EXERCISE BRIEF:
Please transcribe all of the lines below word for word, leaving the pictures out of your copy.
** Begin GIVEN INFORMATION **
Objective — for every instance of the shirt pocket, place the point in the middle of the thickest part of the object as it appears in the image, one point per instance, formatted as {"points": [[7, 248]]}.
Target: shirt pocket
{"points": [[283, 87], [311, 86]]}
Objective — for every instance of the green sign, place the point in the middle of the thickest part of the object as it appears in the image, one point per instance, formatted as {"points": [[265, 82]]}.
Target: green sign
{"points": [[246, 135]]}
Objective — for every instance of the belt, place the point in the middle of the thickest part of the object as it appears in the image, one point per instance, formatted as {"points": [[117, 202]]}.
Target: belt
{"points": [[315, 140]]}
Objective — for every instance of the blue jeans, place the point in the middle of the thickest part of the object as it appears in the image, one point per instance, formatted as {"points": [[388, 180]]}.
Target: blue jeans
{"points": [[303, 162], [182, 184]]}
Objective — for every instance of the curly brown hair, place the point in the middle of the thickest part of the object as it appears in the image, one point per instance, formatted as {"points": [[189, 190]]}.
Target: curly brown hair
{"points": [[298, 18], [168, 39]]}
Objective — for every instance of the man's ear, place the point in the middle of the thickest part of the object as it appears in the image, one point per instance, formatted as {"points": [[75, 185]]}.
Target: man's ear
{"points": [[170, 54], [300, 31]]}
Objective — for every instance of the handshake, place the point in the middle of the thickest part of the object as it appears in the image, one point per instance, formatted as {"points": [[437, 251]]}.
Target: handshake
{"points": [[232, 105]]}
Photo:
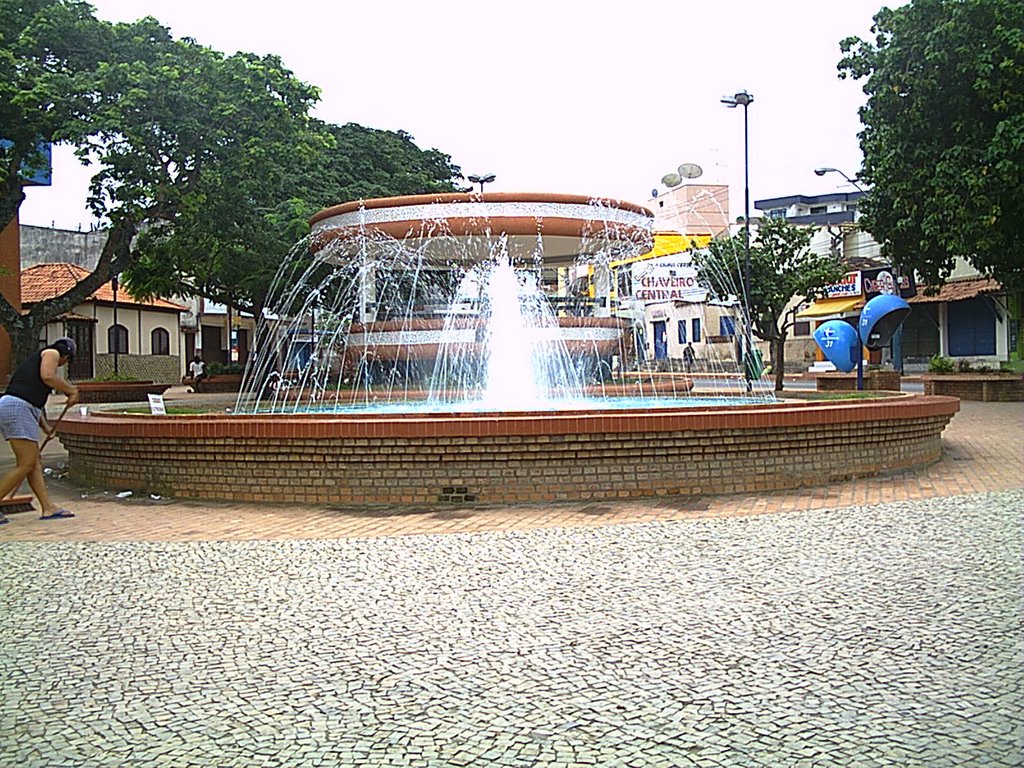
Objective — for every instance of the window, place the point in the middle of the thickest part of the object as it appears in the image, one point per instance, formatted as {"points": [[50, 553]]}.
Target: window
{"points": [[972, 327], [117, 339], [160, 341]]}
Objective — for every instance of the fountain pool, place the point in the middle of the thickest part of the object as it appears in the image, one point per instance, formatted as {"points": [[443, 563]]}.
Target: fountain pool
{"points": [[463, 348]]}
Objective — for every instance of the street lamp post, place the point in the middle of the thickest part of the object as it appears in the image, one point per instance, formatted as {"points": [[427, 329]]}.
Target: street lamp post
{"points": [[744, 99], [117, 331], [823, 171], [898, 336], [481, 179]]}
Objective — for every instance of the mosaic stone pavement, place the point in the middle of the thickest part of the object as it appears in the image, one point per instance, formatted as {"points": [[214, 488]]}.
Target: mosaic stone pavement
{"points": [[883, 635]]}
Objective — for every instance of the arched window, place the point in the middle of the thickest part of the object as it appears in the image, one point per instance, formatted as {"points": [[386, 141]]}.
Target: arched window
{"points": [[161, 341], [117, 339]]}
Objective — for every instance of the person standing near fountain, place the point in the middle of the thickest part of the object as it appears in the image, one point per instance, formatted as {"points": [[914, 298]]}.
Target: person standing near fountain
{"points": [[198, 370], [688, 357], [23, 413]]}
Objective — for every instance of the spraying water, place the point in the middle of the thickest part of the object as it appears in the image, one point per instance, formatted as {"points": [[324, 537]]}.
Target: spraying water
{"points": [[451, 311]]}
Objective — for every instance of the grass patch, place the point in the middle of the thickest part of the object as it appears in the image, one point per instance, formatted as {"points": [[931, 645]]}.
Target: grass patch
{"points": [[172, 410]]}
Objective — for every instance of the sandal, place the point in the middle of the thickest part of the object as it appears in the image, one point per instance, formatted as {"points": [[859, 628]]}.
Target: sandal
{"points": [[59, 513]]}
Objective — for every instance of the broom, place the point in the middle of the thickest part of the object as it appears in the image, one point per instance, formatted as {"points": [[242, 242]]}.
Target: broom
{"points": [[23, 503]]}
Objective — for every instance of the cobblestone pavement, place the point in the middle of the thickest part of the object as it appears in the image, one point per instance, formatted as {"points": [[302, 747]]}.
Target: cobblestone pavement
{"points": [[983, 451], [887, 635], [877, 623]]}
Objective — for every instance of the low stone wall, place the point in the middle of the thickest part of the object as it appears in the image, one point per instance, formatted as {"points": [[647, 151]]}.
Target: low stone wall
{"points": [[873, 380], [218, 383], [984, 387], [505, 458]]}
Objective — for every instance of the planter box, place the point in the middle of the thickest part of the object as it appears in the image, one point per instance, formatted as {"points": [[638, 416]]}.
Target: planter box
{"points": [[876, 380], [118, 391], [985, 387], [218, 383]]}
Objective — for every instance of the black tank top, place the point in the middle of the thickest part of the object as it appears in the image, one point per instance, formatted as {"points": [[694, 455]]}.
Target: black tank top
{"points": [[27, 384]]}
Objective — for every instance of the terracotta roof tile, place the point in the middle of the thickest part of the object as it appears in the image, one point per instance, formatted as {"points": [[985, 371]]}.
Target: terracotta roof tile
{"points": [[957, 289], [46, 281]]}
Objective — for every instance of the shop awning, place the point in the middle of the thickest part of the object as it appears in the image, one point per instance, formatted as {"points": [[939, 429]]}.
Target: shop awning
{"points": [[957, 289], [826, 307]]}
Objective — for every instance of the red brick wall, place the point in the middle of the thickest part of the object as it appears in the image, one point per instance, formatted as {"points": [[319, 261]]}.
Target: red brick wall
{"points": [[873, 380], [988, 388], [494, 459]]}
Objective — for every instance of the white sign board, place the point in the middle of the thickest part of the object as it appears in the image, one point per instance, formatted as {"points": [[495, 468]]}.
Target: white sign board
{"points": [[667, 279]]}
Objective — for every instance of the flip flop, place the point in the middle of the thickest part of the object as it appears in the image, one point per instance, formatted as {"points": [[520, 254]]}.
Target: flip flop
{"points": [[59, 513]]}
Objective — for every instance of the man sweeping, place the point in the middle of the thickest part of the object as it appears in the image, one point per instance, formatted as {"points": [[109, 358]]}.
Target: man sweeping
{"points": [[23, 412]]}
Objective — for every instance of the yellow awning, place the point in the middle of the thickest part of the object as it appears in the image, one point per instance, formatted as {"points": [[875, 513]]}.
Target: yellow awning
{"points": [[825, 307], [667, 244]]}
** End GIVEN INFORMATION **
TASK SOLUTION:
Objective — for every instance of the shirt pocket, place the point in the middle of the thickest part of the object as it appears in the image, one point per instance, formatted as {"points": [[7, 248]]}.
Target: shirt pocket
{"points": [[283, 87], [311, 86]]}
Objective — for every instance of the green sign, place the point in the middle of the thickest part of the object as it appears in the image, one point per instance, formatted as {"points": [[265, 82]]}.
Target: green sign
{"points": [[246, 135]]}
Objective — for every instance of the belt, place the point in the middle of the thickest part of the object as it appears in the image, one point per instance, formatted as {"points": [[117, 202]]}.
Target: belt
{"points": [[315, 140]]}
Objective — for every instance of the blue jeans, place the point in the middle of the thickest part of the object as it appears in the image, one point per instance, formatted as {"points": [[388, 180]]}.
Target: blue jeans
{"points": [[303, 162], [182, 184]]}
Objective — for every instance of the curly brown hair, place the point in the middle of the thickest part of the object as it appears in the image, one point per instance, formatted as {"points": [[189, 190]]}.
Target: curly brown hair
{"points": [[298, 18], [168, 39]]}
Objective — for every instance of the man's ear, place the point in the middle of the thickest part of the object as it appears in the image, one point per instance, formatted as {"points": [[75, 185]]}.
Target: man's ear
{"points": [[170, 54], [300, 31]]}
Objective — for every instance of the handshake, place the point in the middle of the thickest part of the object as it appears in the image, one point per instance, formatted as {"points": [[437, 251]]}.
Target: handshake
{"points": [[232, 105]]}
Photo:
Objective — for every instance of the window, place the point in the middle of the thickest part of the object as it appears in the image, one point per instance, formatted as {"points": [[50, 553]]}.
Target: window
{"points": [[972, 327], [117, 339], [160, 341]]}
Objective — for every instance of the fountain pool, place the point in the middle of the thickest part of the object as it appears in the image, one point per instance, formatted as {"points": [[443, 563]]}.
Target: fountain pool
{"points": [[463, 348]]}
Objective — for every instance of the street lamp post, place the point in the middle of the thickest part of the object as it appears in the image, one point per instance, formatted as {"points": [[427, 329]]}.
Target: street lamp post
{"points": [[744, 99], [117, 331], [823, 171], [898, 336], [481, 179]]}
Objective — for every instance of the mosaic stone pavement, place the point in the middle of the thickest part of the object as it appears in the image, one point per instance, formatted as {"points": [[214, 488]]}.
Target: mosaic stone pavement
{"points": [[883, 635]]}
Objective — for every instance of the arched window, place the point in the middle of the thickest part of the object as it appears in the image, one point per instance, formatted as {"points": [[386, 141]]}.
Target: arched window
{"points": [[161, 341], [117, 339]]}
Objective — for every instance of the person standing near fountain, place the point in the middle of the thickest part of the object as it appears in the image, one point per instance, formatted as {"points": [[914, 298]]}.
Target: person standing near fountain
{"points": [[198, 370], [688, 357], [23, 413]]}
Objective — for every instance of the spraying water, place the point in the middle of the thickest part of the object as it appears in the image, one point per instance, formatted as {"points": [[324, 537]]}.
Target: spraying water
{"points": [[451, 311]]}
Objective — for every instance of the grass patch, place the point in the middle of the thickest part of the object as it appears in the image, one point per instance, formatted as {"points": [[931, 645]]}.
Target: grass patch
{"points": [[172, 410]]}
Objective — for every instance of the sandal, place the point in the middle of the thickest part of the object as it appears in the image, one point per instance, formatted as {"points": [[859, 628]]}.
Target: sandal
{"points": [[59, 513]]}
Objective — for every instance of the broom, place the point in the middle of the thickest part of the object as it appears in the image, one point per instance, formatted as {"points": [[242, 242]]}.
Target: broom
{"points": [[23, 503]]}
Objective — for every instance of the cobblestone pavement, place the point in the middle of the thickest part of the object as it appears in the image, one point per instance, formatted as {"points": [[302, 747]]}.
Target: cobblestone pavement
{"points": [[983, 451], [887, 635], [877, 623]]}
Objective — for every instance of the low stone wall, place the point in the middle of the thickest part of the object as it appears in the image, one point per instance, formatted as {"points": [[647, 151]]}.
Target: low stone wall
{"points": [[873, 380], [218, 383], [984, 387], [505, 458]]}
Objective — for every instance of the planter box, place the point in the middle of the thickest part of the object as it appears in the image, one point per instance, formatted as {"points": [[638, 416]]}.
Target: planter box
{"points": [[876, 380], [118, 391], [985, 387], [218, 383]]}
Objective — for every instance of the black tank top, place the point in the middle of the thickest part of the object as it appears in the image, one point per instance, formatted as {"points": [[694, 455]]}.
Target: black tank top
{"points": [[27, 384]]}
Objective — for every instance of the terracotta roof tile, place the point in the middle of the thickest part of the object as it appears in the image, one point per instance, formatted as {"points": [[985, 371]]}.
Target: terracotta roof tile
{"points": [[957, 289], [46, 281]]}
Objective — for every instance of the shop awning, place the point in the middle of the thickest part of the object as it appears in the image, one point per instance, formatted as {"points": [[939, 429]]}.
Target: shop awning
{"points": [[957, 289], [826, 307]]}
Objective — for every instance of the red brick wall, place the point in the middle of the thickest part of the object as it appears in the image, one point per instance, formatted as {"points": [[319, 261]]}.
Target: red brick wall
{"points": [[873, 380], [988, 388], [494, 459]]}
Objective — for every instance of the white sign board, place the point in the middle of the thickest part of the object as it appears in the image, one point per instance, formatted as {"points": [[495, 468]]}.
Target: white sign board
{"points": [[667, 279]]}
Objective — for every instance of the flip flop, place the point in the middle of the thickest part of the object as it appears in the image, one point per instance, formatted as {"points": [[520, 254]]}.
Target: flip flop
{"points": [[59, 513]]}
Objective — for every instance of the man sweeping, place the point in the middle of the thickest part of the object as it appears in the image, one point per instance, formatted as {"points": [[109, 358]]}.
Target: man sweeping
{"points": [[23, 412]]}
Objective — for every instance of the yellow awning, place the point in the middle of the thickest part of the object as it appears in the image, one point per instance, formatted as {"points": [[875, 513]]}.
Target: yellow awning
{"points": [[825, 307], [667, 244]]}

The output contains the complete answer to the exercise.